┌─ ROWS

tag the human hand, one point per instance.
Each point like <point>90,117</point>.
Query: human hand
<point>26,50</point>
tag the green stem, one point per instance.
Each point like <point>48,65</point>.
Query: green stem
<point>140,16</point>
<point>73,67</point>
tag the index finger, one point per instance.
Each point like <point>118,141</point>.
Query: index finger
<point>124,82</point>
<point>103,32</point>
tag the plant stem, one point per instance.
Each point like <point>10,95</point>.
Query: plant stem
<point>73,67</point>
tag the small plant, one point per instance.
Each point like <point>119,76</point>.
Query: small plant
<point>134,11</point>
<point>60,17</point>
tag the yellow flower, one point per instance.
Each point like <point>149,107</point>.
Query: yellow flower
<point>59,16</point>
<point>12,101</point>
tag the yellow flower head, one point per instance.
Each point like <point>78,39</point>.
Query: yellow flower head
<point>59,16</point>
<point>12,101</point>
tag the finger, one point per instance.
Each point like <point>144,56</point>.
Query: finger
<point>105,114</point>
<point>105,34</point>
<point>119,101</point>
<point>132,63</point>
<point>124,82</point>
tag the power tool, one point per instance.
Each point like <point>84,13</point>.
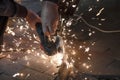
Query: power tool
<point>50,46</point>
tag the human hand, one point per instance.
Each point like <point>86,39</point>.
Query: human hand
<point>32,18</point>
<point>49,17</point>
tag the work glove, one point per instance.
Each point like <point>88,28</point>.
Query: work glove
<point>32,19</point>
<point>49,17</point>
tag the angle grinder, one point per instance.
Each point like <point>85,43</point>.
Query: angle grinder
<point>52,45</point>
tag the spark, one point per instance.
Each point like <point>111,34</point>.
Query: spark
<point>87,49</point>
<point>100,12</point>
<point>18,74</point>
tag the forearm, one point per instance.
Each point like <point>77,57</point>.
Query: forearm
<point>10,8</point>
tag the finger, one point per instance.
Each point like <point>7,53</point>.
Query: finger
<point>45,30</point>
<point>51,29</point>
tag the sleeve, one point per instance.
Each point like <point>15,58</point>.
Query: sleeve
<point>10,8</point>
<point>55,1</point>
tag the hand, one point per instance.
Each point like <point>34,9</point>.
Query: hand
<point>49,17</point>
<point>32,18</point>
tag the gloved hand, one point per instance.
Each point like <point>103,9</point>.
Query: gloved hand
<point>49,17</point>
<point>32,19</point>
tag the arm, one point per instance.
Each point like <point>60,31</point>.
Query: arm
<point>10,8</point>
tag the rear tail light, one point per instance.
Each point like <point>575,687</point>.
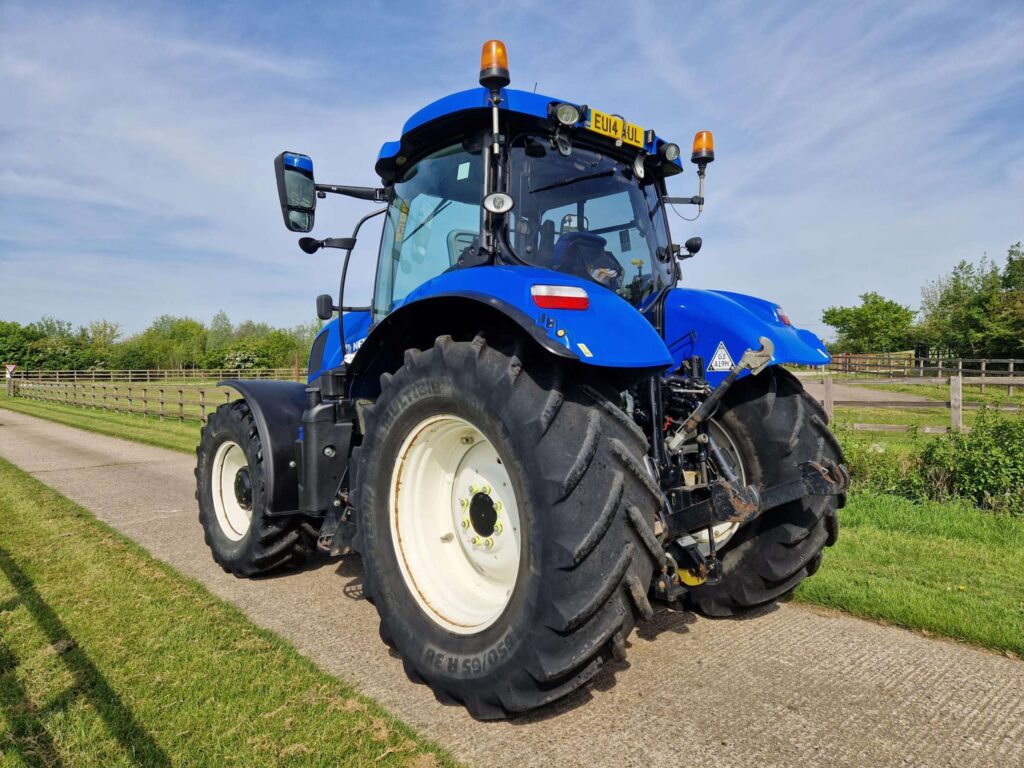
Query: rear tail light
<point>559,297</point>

└─
┌─ ROWS

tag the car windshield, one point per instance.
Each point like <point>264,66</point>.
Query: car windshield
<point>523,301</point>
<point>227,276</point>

└─
┌─ ROWS

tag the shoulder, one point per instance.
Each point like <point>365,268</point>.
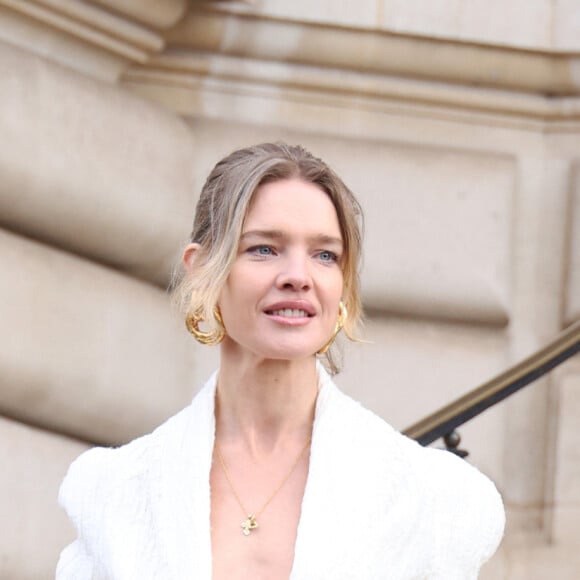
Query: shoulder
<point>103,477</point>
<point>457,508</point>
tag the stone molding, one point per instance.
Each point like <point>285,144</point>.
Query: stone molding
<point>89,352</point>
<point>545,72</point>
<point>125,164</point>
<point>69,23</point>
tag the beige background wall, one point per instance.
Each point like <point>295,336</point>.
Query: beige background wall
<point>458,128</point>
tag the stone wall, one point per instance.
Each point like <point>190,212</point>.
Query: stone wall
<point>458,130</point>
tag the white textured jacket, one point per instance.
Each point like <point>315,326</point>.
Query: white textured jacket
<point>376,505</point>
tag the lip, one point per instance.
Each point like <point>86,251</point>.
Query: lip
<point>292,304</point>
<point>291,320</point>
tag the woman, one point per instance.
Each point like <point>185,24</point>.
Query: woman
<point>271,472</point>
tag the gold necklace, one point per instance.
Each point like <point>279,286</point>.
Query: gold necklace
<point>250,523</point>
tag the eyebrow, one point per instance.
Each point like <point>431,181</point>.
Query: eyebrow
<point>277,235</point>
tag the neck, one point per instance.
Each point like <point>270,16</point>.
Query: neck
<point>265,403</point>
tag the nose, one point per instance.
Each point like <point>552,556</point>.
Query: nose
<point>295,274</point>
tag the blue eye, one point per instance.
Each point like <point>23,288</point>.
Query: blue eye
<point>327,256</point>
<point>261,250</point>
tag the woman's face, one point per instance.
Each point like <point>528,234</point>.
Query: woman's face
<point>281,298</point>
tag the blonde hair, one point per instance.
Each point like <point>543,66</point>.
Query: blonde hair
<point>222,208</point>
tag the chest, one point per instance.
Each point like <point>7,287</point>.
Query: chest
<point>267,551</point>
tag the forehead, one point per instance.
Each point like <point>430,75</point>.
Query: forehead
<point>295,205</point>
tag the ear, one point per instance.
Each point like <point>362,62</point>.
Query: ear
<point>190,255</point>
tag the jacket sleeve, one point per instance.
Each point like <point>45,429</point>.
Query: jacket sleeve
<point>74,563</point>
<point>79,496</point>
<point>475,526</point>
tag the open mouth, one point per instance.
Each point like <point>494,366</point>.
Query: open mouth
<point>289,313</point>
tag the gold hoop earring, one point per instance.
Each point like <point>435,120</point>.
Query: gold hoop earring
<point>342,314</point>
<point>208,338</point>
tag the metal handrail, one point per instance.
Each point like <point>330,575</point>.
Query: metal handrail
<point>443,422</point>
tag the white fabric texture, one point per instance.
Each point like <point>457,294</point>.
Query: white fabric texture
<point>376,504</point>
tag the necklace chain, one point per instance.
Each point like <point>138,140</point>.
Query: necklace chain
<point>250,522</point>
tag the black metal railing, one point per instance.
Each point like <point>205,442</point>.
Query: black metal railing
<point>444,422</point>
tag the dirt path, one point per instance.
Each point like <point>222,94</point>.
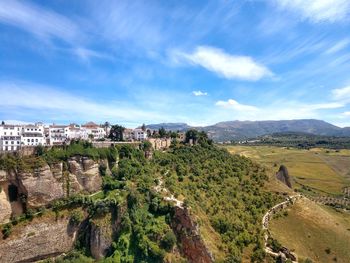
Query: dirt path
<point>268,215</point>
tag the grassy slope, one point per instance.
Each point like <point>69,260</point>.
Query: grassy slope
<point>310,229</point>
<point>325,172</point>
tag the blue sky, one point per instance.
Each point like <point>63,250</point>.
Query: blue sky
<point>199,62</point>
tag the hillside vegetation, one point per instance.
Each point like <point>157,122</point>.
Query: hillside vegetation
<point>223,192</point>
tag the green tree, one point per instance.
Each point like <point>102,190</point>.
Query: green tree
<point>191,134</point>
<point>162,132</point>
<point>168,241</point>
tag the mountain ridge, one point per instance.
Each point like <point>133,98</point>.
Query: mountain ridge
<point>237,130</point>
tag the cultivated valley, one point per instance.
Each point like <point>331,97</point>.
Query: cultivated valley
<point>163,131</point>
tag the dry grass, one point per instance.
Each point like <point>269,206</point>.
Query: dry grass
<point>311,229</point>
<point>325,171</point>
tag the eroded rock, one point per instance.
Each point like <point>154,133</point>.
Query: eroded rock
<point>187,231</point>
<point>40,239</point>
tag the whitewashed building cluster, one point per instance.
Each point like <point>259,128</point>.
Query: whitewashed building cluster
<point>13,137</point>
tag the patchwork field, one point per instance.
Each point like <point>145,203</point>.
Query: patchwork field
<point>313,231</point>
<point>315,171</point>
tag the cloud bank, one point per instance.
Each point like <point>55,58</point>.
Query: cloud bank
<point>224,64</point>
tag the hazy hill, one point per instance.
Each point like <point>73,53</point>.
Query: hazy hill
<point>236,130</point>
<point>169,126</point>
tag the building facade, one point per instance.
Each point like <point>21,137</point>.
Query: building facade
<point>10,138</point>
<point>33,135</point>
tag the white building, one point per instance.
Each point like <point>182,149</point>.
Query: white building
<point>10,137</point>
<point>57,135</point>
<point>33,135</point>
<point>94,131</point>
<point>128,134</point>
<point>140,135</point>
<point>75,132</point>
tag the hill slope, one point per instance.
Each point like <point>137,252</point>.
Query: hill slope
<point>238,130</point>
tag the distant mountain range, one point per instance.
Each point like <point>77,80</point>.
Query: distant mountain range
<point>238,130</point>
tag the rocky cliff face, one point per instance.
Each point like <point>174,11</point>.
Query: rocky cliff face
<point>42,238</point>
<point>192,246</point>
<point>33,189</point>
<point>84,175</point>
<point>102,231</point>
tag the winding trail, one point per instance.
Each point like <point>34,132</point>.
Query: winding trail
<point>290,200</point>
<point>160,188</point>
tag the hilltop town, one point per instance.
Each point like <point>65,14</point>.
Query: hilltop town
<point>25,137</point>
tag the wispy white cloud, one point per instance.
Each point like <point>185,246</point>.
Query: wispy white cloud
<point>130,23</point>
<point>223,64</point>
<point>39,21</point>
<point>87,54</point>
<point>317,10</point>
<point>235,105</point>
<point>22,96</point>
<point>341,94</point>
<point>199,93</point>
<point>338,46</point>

└─

- AIM OF THE TASK:
Please convert the items from the line with "tag the building" up to and including the line with "<point>338,46</point>" into a two-column CSV with columns named item_text and answer, one row per item. Place each item's text and its answer in a single quoted field apiece, with line breaks replaced by spaces.

- COMPLETED TASK:
item_text,answer
"tag the building facade, one point per instance. Each point like <point>21,137</point>. Query: building facade","<point>10,138</point> <point>33,135</point>"
"tag the white building, one point per instance. Each point like <point>182,149</point>. Query: white building","<point>10,137</point> <point>57,135</point> <point>33,135</point> <point>94,131</point> <point>128,134</point> <point>140,135</point> <point>75,132</point>"
"tag the hill slope, one point per instance. Each point like <point>137,252</point>. Query: hill slope","<point>238,130</point>"
"tag the distant mountain range, one point per instance. Each point like <point>77,80</point>. Query: distant mountain range","<point>238,130</point>"
"tag the rocky cliff face, one point per instance. Each point like <point>174,11</point>. Query: rocky cliff face","<point>42,238</point> <point>192,246</point> <point>33,189</point> <point>84,175</point> <point>102,231</point>"
"tag the winding trail, one point per instance. Each point like <point>34,132</point>. Query: winding trail","<point>290,200</point> <point>160,188</point>"
"tag the hilltop town, one point per instance. Each point like <point>65,14</point>. Query: hilltop town","<point>25,137</point>"
"tag the wispy white cloud, one point per instance. Each point like <point>185,246</point>. Query: wispy white cloud","<point>130,23</point> <point>223,64</point> <point>39,21</point> <point>87,54</point> <point>317,10</point> <point>235,105</point> <point>22,96</point> <point>341,94</point> <point>199,93</point> <point>338,46</point>"